-- Data section start --

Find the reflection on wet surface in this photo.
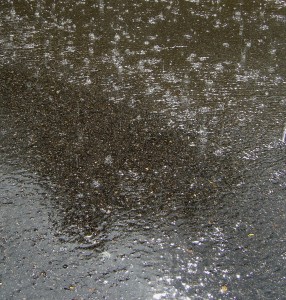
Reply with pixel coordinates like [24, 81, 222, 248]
[0, 0, 286, 299]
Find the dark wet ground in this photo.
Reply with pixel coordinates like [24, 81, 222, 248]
[0, 0, 286, 300]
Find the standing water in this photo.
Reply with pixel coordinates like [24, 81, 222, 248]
[0, 0, 286, 300]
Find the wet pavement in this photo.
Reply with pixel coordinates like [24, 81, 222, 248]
[0, 0, 286, 300]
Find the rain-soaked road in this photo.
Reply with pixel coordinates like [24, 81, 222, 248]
[0, 0, 286, 300]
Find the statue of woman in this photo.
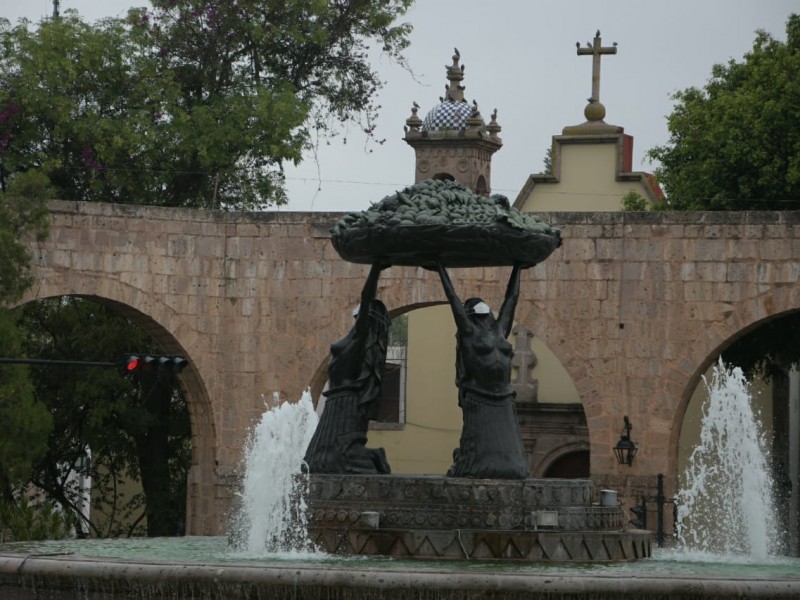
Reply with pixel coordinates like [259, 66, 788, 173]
[304, 264, 391, 474]
[437, 262, 529, 479]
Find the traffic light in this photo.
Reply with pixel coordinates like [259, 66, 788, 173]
[119, 354, 189, 375]
[631, 501, 647, 529]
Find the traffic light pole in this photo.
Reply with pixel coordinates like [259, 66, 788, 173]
[0, 357, 119, 367]
[631, 473, 674, 548]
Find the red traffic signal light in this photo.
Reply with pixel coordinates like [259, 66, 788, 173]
[121, 354, 143, 375]
[120, 354, 189, 375]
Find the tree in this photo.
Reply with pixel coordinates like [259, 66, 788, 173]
[648, 14, 800, 210]
[0, 174, 52, 503]
[0, 0, 412, 208]
[18, 297, 191, 536]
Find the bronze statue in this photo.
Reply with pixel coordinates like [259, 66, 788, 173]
[304, 264, 391, 474]
[436, 262, 529, 479]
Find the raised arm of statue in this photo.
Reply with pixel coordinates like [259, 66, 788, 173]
[355, 263, 391, 332]
[497, 263, 522, 337]
[436, 262, 469, 329]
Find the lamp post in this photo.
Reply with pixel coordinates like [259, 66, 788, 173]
[614, 416, 637, 466]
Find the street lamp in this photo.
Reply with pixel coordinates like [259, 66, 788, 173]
[614, 416, 637, 466]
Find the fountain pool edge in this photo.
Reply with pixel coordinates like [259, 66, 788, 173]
[0, 554, 800, 600]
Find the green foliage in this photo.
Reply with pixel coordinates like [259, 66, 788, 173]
[0, 493, 76, 542]
[622, 191, 650, 211]
[648, 14, 800, 210]
[0, 309, 53, 502]
[17, 297, 191, 536]
[0, 172, 49, 305]
[722, 312, 800, 380]
[0, 0, 412, 208]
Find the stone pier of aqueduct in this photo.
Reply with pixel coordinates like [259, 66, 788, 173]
[21, 201, 800, 535]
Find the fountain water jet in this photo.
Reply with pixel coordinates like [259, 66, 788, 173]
[230, 390, 318, 555]
[676, 359, 779, 560]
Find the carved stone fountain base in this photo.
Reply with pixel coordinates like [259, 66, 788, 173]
[307, 475, 651, 561]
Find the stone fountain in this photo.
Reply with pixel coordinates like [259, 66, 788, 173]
[306, 180, 651, 561]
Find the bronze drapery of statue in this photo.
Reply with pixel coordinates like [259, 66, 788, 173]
[436, 262, 529, 479]
[304, 264, 391, 474]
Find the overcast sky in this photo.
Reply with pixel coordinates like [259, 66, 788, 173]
[0, 0, 800, 211]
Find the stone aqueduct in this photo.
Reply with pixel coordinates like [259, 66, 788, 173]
[25, 201, 800, 535]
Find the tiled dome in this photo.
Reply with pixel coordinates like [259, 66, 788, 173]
[422, 100, 472, 131]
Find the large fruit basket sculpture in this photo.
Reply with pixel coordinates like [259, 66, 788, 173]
[331, 179, 561, 267]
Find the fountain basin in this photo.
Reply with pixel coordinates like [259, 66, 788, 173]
[306, 474, 652, 562]
[0, 538, 800, 600]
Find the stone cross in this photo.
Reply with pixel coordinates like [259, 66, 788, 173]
[575, 29, 617, 102]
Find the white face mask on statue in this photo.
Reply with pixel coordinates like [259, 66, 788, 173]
[467, 302, 492, 315]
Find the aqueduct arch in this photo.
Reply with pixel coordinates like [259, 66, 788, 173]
[25, 202, 800, 534]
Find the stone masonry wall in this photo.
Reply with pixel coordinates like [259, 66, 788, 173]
[21, 201, 800, 535]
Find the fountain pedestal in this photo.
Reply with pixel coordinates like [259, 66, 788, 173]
[307, 474, 651, 561]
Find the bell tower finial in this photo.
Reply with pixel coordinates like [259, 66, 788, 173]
[404, 48, 503, 195]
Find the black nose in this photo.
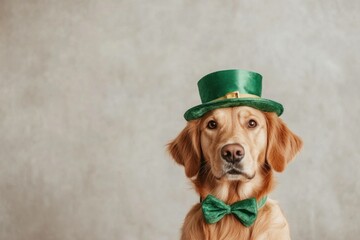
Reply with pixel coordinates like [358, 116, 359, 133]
[221, 144, 245, 164]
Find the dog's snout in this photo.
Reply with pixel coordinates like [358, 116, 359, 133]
[221, 144, 245, 164]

-- Data section end --

What is expected: Recast the lines above as a JSON list of strings, one string per line, with blank lines and pictures left out.

Result below:
[
  "Find the reflection on wet surface in this photo.",
  "Reply with pixel coordinates like [24, 81, 222, 248]",
  "[0, 0, 286, 299]",
  "Find the dark wet ground in this photo.",
  "Reply with pixel coordinates like [24, 81, 222, 248]",
  "[0, 0, 286, 300]",
  "Find the standing water in this photo.",
  "Reply with pixel coordinates like [24, 81, 222, 248]",
  "[0, 0, 286, 300]",
  "Find the wet pavement in this photo.",
  "Reply with pixel coordinates like [24, 81, 222, 248]",
  "[0, 0, 286, 300]",
  "Find the rain-soaked road in this photo.",
  "Reply with pixel coordinates like [24, 81, 222, 248]",
  "[0, 0, 286, 300]",
  "Find the statue of woman in this photo.",
  "Reply with pixel coordinates like [259, 66, 788, 173]",
  "[304, 264, 391, 474]",
  "[437, 262, 529, 479]",
  "Find the traffic light in this photo.",
  "Reply with pixel coordinates like [259, 66, 788, 173]",
  "[119, 354, 189, 375]",
  "[631, 501, 647, 529]",
  "Find the traffic light pole in this photo.",
  "Reply with pixel coordinates like [259, 66, 788, 173]",
  "[0, 357, 119, 367]",
  "[631, 473, 674, 548]",
  "Find the red traffic signal light in this photo.",
  "Reply with pixel coordinates like [259, 66, 788, 173]",
  "[121, 354, 143, 375]",
  "[120, 354, 189, 375]",
  "Find the tree in this photo.",
  "Reply with pixel coordinates like [259, 66, 788, 173]",
  "[648, 14, 800, 210]",
  "[0, 174, 52, 503]",
  "[0, 0, 412, 208]",
  "[18, 297, 191, 536]",
  "Find the bronze statue in this photo.",
  "Reply with pixel coordinates like [259, 66, 788, 173]",
  "[304, 264, 391, 474]",
  "[436, 262, 529, 479]",
  "Find the raised arm of statue in this photo.",
  "Reply with pixel coordinates like [259, 66, 788, 173]",
  "[355, 263, 391, 332]",
  "[497, 263, 522, 337]",
  "[436, 262, 469, 329]",
  "Find the lamp post in this photo.",
  "Reply with pixel coordinates like [259, 66, 788, 173]",
  "[614, 416, 637, 466]",
  "Find the street lamp in this photo.",
  "Reply with pixel coordinates like [259, 66, 788, 173]",
  "[614, 416, 637, 466]",
  "Find the fountain pool edge in this photo.",
  "Reply with pixel coordinates like [259, 66, 788, 173]",
  "[0, 554, 800, 600]",
  "Find the green foliage in this photo.",
  "Reply with pixel coordinates like [259, 66, 788, 173]",
  "[0, 493, 76, 542]",
  "[622, 191, 650, 211]",
  "[648, 14, 800, 210]",
  "[0, 309, 53, 502]",
  "[17, 297, 191, 536]",
  "[0, 172, 49, 305]",
  "[722, 312, 800, 380]",
  "[0, 0, 412, 208]",
  "Find the stone pier of aqueduct in this photo.",
  "Reply with pixel coordinates like [259, 66, 788, 173]",
  "[21, 201, 800, 535]",
  "Find the fountain water jet in this photo.",
  "Reply with pixel coordinates like [259, 66, 788, 173]",
  "[230, 390, 318, 555]",
  "[676, 359, 779, 560]",
  "Find the carved stone fountain base in this photo.",
  "Reply with pixel coordinates like [259, 66, 788, 173]",
  "[307, 475, 651, 561]",
  "Find the stone fountain in this photo.",
  "Reply with pixel coordinates like [259, 66, 788, 173]",
  "[306, 180, 651, 561]",
  "Find the bronze drapery of statue in this photo.",
  "Reply with pixel coordinates like [259, 66, 788, 173]",
  "[436, 262, 529, 479]",
  "[304, 264, 391, 474]",
  "Find the overcast sky in this photo.",
  "Reply with pixel coordinates like [259, 66, 788, 173]",
  "[0, 0, 800, 211]",
  "Find the stone aqueduct in this photo.",
  "Reply with pixel coordinates like [259, 66, 788, 173]",
  "[25, 201, 800, 535]",
  "Find the tiled dome in this photo.",
  "Reply with pixel coordinates like [259, 66, 788, 173]",
  "[422, 100, 472, 131]",
  "Find the large fruit basket sculpture in this photo.",
  "Reply with pixel coordinates like [259, 66, 788, 173]",
  "[331, 179, 561, 267]",
  "Find the fountain basin in this photo.",
  "Reply with pixel coordinates like [259, 66, 788, 173]",
  "[306, 474, 652, 562]",
  "[0, 538, 800, 600]",
  "Find the stone cross in this photo.",
  "Reply with pixel coordinates like [259, 66, 788, 173]",
  "[575, 29, 617, 102]",
  "Find the white face mask on statue in this photo.",
  "Reply with pixel coordinates like [259, 66, 788, 173]",
  "[467, 302, 492, 315]",
  "Find the aqueduct arch in this photo.",
  "Reply with pixel coordinates like [259, 66, 788, 173]",
  "[25, 202, 800, 534]",
  "Find the stone masonry wall in this photo.",
  "Reply with pixel coordinates like [259, 66, 788, 173]",
  "[21, 201, 800, 535]",
  "Find the fountain pedestal in this photo.",
  "Reply with pixel coordinates like [259, 66, 788, 173]",
  "[307, 474, 651, 561]",
  "Find the bell tower finial in this photo.",
  "Reply with pixel coordinates like [259, 66, 788, 173]",
  "[404, 48, 503, 195]",
  "Find the black nose in this photo.",
  "Reply with pixel coordinates like [358, 116, 359, 133]",
  "[221, 144, 245, 164]",
  "Find the dog's snout in this photo.",
  "Reply with pixel coordinates like [358, 116, 359, 133]",
  "[221, 144, 245, 164]"
]